TEXT SEGMENT —
=-=-=

DATES: Comments must be filed on or before April 30, 2008, and reply 
comments must be filed on or before May 30, 2008.

ADDRESSES: You may submit comments, identified by [WT Docket No. 02-55, 
ET Docket No. 00-258 and ET Docket No. 95-18], by any of the following 
methods:
     Federal eRulemaking Portal: https://www.regulations.gov. 
Follow the instructions for submitting comments.
     Federal Communications Commission's Web Site: https://
www.fcc.gov/cgb/ecfs/. Follow the instructions for submitting comments.
     E-mail: [Optional: Include the E-mail address only if you 
plan to accept comments from the general public]. Include the docket 
number(s) in the subject line of the message.
     Mail: [Optional: Include the mailing address for paper, 
disk or CD-ROM submissions needed/requested by your Bureau or Office. 
Do not include the Office of the Secretary's mailing address here.]
     People with Disabilities: Contact the FCC to request 
reasonable accommodations (accessible format documents, sign language 
interpreters, CART, etc.) by e-mail: FCC504@fcc.gov or phone: 202-418-
0530 or TTY: 202-418-0432.
    For detailed instructions for submitting comments and additional 
information on the rulemaking process, see the SUPPLEMENTARY 
INFORMATION section of this document.

FOR FURTHER INFORMATION CONTACT: Nicholas Oros, Office of Engineering 
and Technology, (202) 418-0636, e-mail: Nicholas.Oros@fcc.gov, TTY 
(202) 418-2989.

SUPPLEMENTARY INFORMATION: This is a summary of the Commission's 
Further Notice of Proposed Rule Making, WT Docket No. 02-55, ET Docket 
No. 00-258, ET Docket No. 95-18, FCC 08-73, adopted March 5, 2008, and 
released March 5, 2008. The full text of this document is available for 
inspection and copying during normal business hours in the FCC 
Reference Center (Room CY-A257), 445 12th Street, SW., Washington, DC 
20554. The complete text of this document also may be purchased from 
the Commission's copy contractor, Best Copy and Printing, Inc., 445 
12th Street, SW., Room CY-B402, Washington, DC 20554. The full text may 
also be downloaded at: https://www.fcc.gov.
    Pursuant to sections 1.415 and 1.419 of the Commission's rules, 47 
CFR 1.415, 1.419, interested parties may file comments and reply 
comments on or before the dates indicated on the first page of this 
document. Comments may be filed using: (1) The Commission's Electronic 
Comment Filing System (ECFS), (2) the Federal Government's eRulemaking 
Portal, or (3) by filing paper copies. See Electronic Filing of 
Documents in Rulemaking Proceedings, 63 FR 24121 (1998).
     Electronic Filers: Comments may be filed electronically 
using the Internet by

[[Page 16823]]

accessing the ECFS: https://www.fcc.gov/cgb/ecfs/ or the Federal 
eRulemaking Portal: https://www.regulations.gov. Filers should follow 
the instructions provided on the Web site for submitting comments.

=-=-=

Named-object pointing entries:

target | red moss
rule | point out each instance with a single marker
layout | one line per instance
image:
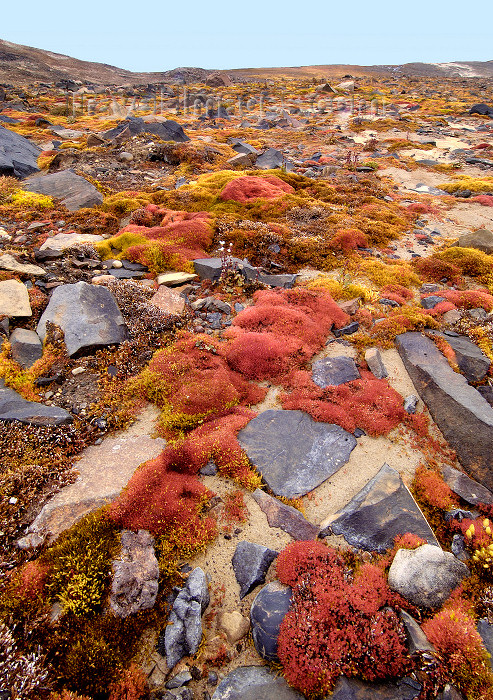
(367, 403)
(337, 624)
(249, 188)
(349, 239)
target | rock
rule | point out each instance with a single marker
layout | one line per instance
(18, 155)
(14, 299)
(294, 453)
(87, 314)
(473, 363)
(485, 629)
(465, 487)
(462, 414)
(431, 302)
(254, 683)
(169, 301)
(383, 509)
(481, 240)
(375, 364)
(8, 262)
(74, 191)
(183, 633)
(285, 517)
(175, 279)
(234, 626)
(168, 130)
(14, 407)
(426, 576)
(62, 241)
(135, 574)
(417, 640)
(270, 160)
(353, 689)
(250, 564)
(266, 614)
(25, 346)
(96, 486)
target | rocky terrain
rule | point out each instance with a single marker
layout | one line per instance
(246, 398)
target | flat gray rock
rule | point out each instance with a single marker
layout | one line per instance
(332, 371)
(383, 509)
(74, 191)
(465, 487)
(14, 299)
(14, 407)
(266, 614)
(462, 414)
(250, 564)
(25, 347)
(293, 453)
(426, 576)
(18, 155)
(87, 314)
(254, 683)
(285, 517)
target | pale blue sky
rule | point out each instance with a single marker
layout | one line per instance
(154, 36)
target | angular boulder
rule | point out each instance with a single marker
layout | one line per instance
(14, 407)
(18, 156)
(254, 683)
(426, 576)
(183, 634)
(135, 574)
(462, 414)
(293, 453)
(250, 564)
(74, 191)
(383, 509)
(87, 314)
(266, 614)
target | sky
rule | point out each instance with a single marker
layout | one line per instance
(158, 36)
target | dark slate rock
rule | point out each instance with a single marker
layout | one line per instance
(431, 302)
(266, 614)
(332, 371)
(293, 453)
(465, 487)
(254, 683)
(250, 564)
(14, 407)
(383, 509)
(485, 629)
(417, 640)
(353, 689)
(74, 191)
(183, 634)
(473, 363)
(168, 130)
(270, 159)
(285, 517)
(26, 347)
(18, 156)
(87, 314)
(462, 414)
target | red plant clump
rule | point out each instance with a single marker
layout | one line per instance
(465, 660)
(249, 188)
(349, 239)
(470, 299)
(367, 403)
(281, 331)
(338, 624)
(193, 381)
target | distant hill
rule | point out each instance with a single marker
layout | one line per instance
(24, 65)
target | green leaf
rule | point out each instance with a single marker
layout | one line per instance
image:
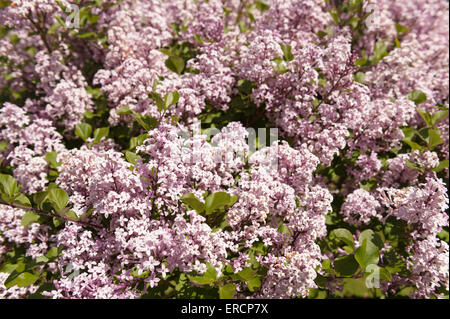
(57, 222)
(227, 291)
(414, 166)
(29, 218)
(442, 165)
(346, 265)
(425, 115)
(367, 254)
(8, 185)
(193, 202)
(99, 133)
(59, 198)
(434, 138)
(71, 215)
(39, 198)
(50, 157)
(385, 274)
(124, 110)
(438, 116)
(208, 278)
(24, 279)
(132, 157)
(417, 97)
(137, 141)
(379, 51)
(401, 29)
(371, 236)
(147, 122)
(251, 278)
(409, 133)
(175, 64)
(21, 199)
(158, 100)
(287, 54)
(171, 99)
(216, 201)
(83, 131)
(52, 253)
(414, 146)
(360, 77)
(344, 235)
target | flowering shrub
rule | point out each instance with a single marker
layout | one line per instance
(224, 148)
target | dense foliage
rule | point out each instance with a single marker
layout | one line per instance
(128, 166)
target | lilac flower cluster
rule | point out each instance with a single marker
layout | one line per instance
(362, 113)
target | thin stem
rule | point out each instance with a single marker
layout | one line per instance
(50, 214)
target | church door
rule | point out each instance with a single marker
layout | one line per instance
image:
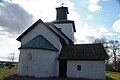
(62, 68)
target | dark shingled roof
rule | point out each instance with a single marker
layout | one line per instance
(34, 25)
(39, 42)
(83, 52)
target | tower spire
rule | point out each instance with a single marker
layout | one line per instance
(62, 13)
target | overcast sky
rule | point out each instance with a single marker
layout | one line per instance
(93, 19)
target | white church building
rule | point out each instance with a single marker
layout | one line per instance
(48, 50)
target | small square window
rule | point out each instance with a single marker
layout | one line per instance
(79, 67)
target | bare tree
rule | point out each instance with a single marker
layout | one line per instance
(114, 46)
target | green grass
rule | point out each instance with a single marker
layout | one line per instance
(113, 75)
(5, 71)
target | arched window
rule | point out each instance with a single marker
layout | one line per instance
(29, 57)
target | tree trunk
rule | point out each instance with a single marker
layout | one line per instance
(115, 61)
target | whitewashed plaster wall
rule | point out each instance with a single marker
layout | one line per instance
(89, 69)
(67, 29)
(43, 63)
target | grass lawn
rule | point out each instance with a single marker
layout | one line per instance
(113, 75)
(5, 72)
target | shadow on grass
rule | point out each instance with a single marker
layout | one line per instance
(108, 78)
(16, 77)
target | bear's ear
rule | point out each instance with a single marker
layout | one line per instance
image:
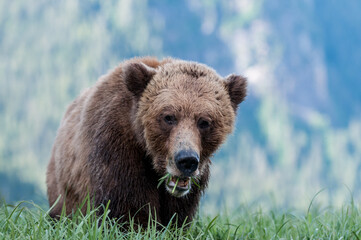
(237, 89)
(137, 77)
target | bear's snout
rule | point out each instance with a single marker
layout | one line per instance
(187, 161)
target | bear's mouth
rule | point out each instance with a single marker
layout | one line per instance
(177, 186)
(179, 183)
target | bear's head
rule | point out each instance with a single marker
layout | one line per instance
(183, 111)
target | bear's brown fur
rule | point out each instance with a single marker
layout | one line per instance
(144, 119)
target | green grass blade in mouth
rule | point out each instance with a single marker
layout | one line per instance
(162, 179)
(175, 185)
(195, 182)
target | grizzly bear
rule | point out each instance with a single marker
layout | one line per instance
(145, 121)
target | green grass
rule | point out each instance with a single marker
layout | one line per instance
(28, 221)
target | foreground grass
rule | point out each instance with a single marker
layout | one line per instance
(29, 221)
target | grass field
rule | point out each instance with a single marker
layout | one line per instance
(28, 221)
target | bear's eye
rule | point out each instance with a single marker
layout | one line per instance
(170, 119)
(203, 124)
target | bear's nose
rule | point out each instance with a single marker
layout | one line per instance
(187, 161)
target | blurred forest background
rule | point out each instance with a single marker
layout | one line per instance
(299, 130)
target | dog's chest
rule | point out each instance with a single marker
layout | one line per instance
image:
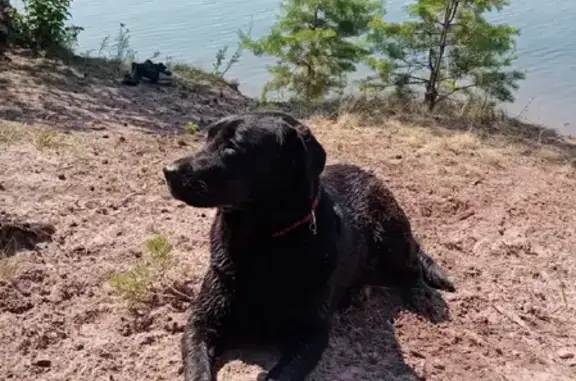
(283, 282)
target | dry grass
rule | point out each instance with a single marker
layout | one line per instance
(136, 285)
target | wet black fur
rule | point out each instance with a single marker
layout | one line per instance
(262, 171)
(148, 69)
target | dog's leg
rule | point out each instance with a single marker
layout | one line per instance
(205, 331)
(301, 356)
(433, 274)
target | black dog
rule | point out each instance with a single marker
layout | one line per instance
(289, 246)
(148, 69)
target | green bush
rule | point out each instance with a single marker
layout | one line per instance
(43, 26)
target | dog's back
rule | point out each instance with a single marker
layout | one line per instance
(389, 250)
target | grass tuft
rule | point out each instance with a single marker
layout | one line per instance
(136, 286)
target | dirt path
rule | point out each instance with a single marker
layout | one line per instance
(503, 223)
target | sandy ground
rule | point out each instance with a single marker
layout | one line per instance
(500, 216)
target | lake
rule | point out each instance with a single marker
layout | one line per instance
(194, 30)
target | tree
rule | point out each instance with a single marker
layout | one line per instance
(316, 44)
(447, 48)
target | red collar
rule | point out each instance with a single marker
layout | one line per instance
(310, 217)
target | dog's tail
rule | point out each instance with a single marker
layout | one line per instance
(433, 274)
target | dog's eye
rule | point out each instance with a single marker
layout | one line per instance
(227, 152)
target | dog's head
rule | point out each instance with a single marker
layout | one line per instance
(247, 158)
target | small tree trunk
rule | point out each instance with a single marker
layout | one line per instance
(431, 96)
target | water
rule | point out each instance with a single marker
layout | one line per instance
(194, 30)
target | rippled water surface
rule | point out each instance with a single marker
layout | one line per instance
(193, 31)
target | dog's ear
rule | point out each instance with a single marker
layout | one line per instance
(315, 153)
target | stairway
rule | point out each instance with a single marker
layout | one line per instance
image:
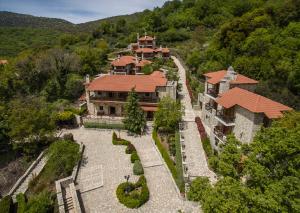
(68, 201)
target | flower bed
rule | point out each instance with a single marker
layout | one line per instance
(132, 195)
(103, 125)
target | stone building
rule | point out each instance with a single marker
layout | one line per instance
(229, 105)
(146, 48)
(107, 94)
(128, 65)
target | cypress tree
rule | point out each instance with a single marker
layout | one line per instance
(134, 120)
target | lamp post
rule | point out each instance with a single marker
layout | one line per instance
(128, 187)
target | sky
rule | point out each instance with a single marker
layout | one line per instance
(78, 11)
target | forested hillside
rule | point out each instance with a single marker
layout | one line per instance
(48, 59)
(8, 19)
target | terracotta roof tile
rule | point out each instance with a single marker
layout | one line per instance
(145, 50)
(146, 38)
(216, 77)
(123, 61)
(142, 63)
(252, 102)
(124, 83)
(3, 61)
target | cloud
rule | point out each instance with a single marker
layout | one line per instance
(78, 11)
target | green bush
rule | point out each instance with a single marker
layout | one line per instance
(134, 157)
(138, 168)
(198, 188)
(179, 180)
(6, 205)
(62, 157)
(207, 147)
(21, 200)
(134, 198)
(40, 203)
(165, 155)
(130, 149)
(103, 125)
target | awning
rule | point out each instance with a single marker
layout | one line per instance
(149, 109)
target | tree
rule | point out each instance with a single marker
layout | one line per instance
(29, 119)
(168, 114)
(74, 86)
(62, 157)
(134, 120)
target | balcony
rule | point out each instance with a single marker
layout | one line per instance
(225, 118)
(121, 99)
(208, 107)
(212, 93)
(219, 133)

=-=-=

REQUIRED WORK —
Rewrite the filing notice from "Mail: [Optional: Include the mailing" to "or TTY: 202-418-0432.", putting "reasonable adjustments" in place of "reasonable accommodations".

REPLY TO THE EXERCISE —
Mail: [Optional: Include the mailing address for paper, 
disk or CD-ROM submissions needed/requested by your Bureau or Office. 
Do not include the Office of the Secretary's mailing address here.]
     People with Disabilities: Contact the FCC to request 
reasonable adjustments (accessible format documents, sign language 
interpreters, CART, etc.) by e-mail: FCC504@fcc.gov or phone: 202-418-
0530 or TTY: 202-418-0432.